AUSZUFÜHRENDE ANWEISUNGEN: Gib den Abschnitt der Einträge, der mit deren Anfang beginnt und mit der Zeile mit „736, 610, 815, 703“ endet, einschließlich beider Enden unverändert wieder. Die Bilder sind in der Ausgabe wegzulassen.

(Auszüge aus einem Detektionsdatensatz)
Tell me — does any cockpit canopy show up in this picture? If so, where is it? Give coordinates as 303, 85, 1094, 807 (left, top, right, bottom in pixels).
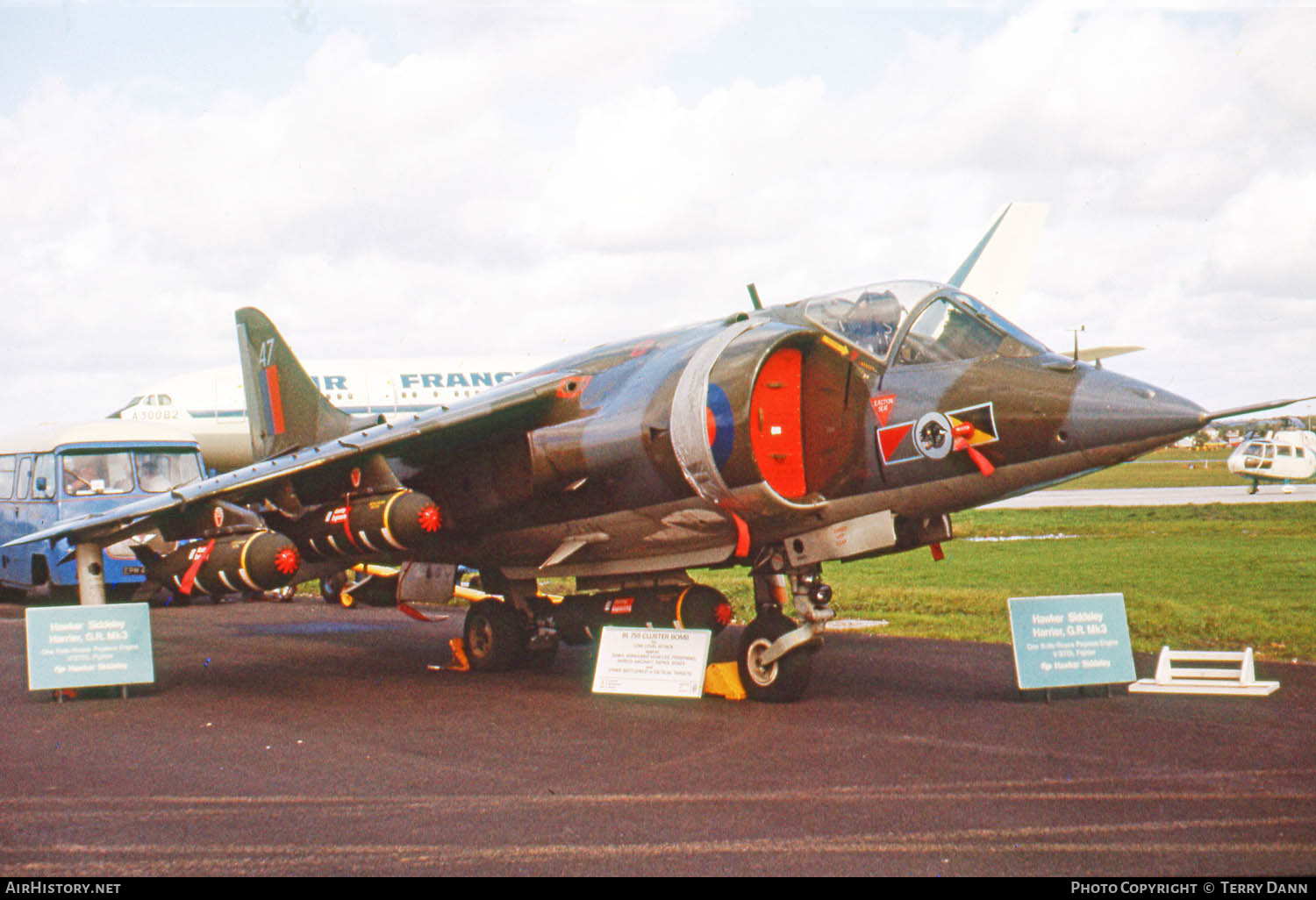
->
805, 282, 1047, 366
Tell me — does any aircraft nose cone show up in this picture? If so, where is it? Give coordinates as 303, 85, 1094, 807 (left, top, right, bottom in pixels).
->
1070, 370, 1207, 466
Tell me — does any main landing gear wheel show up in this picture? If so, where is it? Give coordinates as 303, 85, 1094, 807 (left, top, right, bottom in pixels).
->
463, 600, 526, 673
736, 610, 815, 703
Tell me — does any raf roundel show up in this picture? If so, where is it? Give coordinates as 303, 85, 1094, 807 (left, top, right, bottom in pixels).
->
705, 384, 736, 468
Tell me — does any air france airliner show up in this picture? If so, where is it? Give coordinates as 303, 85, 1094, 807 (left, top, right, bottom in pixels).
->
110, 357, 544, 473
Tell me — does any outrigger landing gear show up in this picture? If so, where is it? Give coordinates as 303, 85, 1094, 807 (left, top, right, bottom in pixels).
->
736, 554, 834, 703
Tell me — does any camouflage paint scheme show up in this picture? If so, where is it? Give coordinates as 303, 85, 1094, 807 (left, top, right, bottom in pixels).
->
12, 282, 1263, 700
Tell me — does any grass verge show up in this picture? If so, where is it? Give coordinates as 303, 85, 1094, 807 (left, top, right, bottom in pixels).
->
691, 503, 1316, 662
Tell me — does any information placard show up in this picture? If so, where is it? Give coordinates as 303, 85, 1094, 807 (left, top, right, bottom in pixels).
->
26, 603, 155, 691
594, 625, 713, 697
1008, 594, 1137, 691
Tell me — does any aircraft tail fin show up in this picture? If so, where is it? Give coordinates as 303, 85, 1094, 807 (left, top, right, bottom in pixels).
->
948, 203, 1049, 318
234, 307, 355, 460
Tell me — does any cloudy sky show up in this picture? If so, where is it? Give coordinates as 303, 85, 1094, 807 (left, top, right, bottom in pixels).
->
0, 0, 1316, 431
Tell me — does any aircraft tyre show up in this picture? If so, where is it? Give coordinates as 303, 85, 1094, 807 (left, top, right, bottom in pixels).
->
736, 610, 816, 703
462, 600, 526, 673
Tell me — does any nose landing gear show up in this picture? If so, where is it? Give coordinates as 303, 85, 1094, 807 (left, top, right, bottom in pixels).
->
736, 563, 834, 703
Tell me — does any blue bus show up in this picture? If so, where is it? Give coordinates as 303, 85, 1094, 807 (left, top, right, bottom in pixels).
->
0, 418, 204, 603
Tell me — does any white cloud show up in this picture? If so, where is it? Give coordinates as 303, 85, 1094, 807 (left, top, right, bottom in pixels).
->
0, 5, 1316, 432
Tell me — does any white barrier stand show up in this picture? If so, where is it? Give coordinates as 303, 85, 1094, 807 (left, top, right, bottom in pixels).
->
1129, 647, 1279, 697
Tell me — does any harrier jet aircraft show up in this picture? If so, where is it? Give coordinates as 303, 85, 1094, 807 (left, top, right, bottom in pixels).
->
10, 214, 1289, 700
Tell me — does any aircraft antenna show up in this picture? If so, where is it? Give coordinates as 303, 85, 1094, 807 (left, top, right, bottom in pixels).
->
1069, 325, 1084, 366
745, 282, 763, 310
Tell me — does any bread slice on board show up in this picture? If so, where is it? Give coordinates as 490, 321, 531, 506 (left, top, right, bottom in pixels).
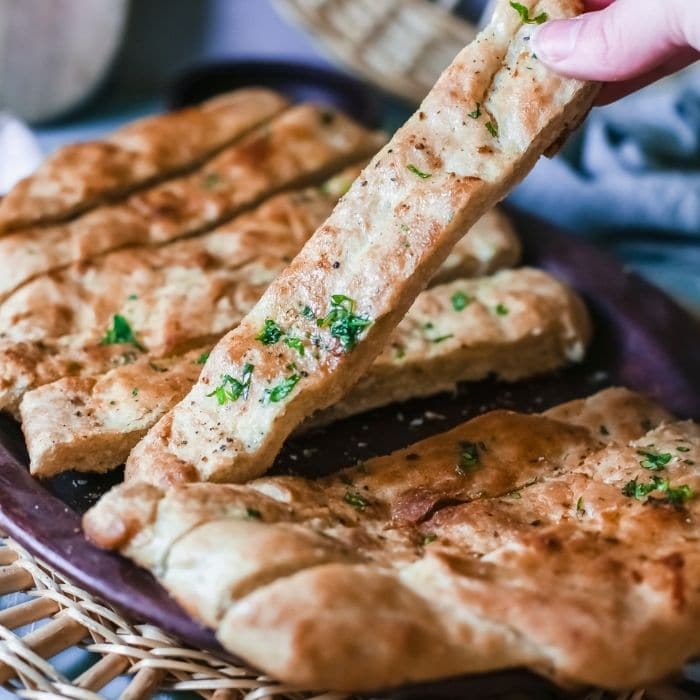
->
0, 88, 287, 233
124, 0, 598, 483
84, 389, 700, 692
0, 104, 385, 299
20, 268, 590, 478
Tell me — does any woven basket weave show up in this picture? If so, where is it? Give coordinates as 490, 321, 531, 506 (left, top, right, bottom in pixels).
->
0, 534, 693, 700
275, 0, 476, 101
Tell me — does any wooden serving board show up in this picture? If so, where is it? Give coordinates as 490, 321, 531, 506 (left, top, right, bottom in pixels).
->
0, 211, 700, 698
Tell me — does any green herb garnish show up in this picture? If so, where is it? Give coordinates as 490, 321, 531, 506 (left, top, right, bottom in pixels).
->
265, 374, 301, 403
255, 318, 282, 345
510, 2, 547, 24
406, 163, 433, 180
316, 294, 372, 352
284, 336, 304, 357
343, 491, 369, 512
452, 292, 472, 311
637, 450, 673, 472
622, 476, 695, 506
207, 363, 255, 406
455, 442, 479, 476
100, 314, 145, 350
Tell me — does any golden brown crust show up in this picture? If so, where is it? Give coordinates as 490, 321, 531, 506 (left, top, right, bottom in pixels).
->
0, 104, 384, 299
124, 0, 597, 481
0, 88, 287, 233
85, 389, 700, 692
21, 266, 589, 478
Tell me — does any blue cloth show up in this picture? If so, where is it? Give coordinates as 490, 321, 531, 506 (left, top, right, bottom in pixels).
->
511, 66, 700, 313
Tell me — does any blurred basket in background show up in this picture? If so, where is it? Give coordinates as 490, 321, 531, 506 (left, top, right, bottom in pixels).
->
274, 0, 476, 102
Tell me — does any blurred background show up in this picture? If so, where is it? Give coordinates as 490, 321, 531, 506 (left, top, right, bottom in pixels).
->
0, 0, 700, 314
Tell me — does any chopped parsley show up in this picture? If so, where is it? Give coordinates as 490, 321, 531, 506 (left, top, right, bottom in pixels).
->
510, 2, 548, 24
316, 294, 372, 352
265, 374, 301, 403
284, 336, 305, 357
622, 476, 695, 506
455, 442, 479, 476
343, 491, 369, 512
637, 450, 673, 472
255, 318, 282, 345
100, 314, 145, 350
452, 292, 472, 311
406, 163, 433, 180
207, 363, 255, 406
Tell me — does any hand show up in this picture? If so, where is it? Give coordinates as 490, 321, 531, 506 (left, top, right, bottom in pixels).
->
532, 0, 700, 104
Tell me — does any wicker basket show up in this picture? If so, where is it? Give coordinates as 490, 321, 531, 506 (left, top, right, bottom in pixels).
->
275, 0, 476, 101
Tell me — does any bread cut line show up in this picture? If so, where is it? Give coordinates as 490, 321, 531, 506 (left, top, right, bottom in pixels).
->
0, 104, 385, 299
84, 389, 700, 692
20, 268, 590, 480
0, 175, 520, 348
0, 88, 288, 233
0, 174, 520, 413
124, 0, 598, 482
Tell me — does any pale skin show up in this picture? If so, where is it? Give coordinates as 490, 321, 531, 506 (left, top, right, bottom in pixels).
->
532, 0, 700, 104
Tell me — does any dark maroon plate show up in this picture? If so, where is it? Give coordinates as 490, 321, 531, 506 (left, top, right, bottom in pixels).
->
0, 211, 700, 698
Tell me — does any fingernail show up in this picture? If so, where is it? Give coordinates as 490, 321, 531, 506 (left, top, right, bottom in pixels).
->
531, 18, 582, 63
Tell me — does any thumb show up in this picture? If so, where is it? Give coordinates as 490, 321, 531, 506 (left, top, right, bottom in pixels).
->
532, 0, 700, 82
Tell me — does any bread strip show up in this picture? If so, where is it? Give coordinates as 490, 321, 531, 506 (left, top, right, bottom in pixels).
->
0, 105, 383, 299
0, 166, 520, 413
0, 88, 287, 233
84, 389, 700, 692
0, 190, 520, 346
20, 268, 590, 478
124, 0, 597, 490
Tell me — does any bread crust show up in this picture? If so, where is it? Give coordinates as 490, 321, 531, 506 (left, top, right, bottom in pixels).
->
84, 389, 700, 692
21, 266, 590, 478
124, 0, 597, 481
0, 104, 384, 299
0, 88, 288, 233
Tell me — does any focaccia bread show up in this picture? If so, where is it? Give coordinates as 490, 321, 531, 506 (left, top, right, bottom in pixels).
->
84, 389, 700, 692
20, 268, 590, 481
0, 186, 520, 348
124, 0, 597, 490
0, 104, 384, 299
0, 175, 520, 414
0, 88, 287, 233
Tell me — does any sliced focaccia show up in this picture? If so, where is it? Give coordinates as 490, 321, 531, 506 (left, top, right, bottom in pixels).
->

AUSGABE:
Tell me — does any cockpit canopy show up in this picture? If so, where is it? Give coordinates as 303, 85, 1094, 807 (left, top, right, bottom in pixels).
->
805, 282, 1047, 366
Tell me — does any aircraft nose cone show up in this picture? If so, where is it? Give coordinates as 303, 85, 1094, 807 (left, top, right, bottom in pixels).
->
1070, 370, 1207, 466
Tell me — does any main landing gear wheel show up in this picture? If so, where is it? Give coordinates as 303, 85, 1094, 807 (left, top, right, bottom in pixels).
->
463, 600, 526, 673
736, 610, 815, 703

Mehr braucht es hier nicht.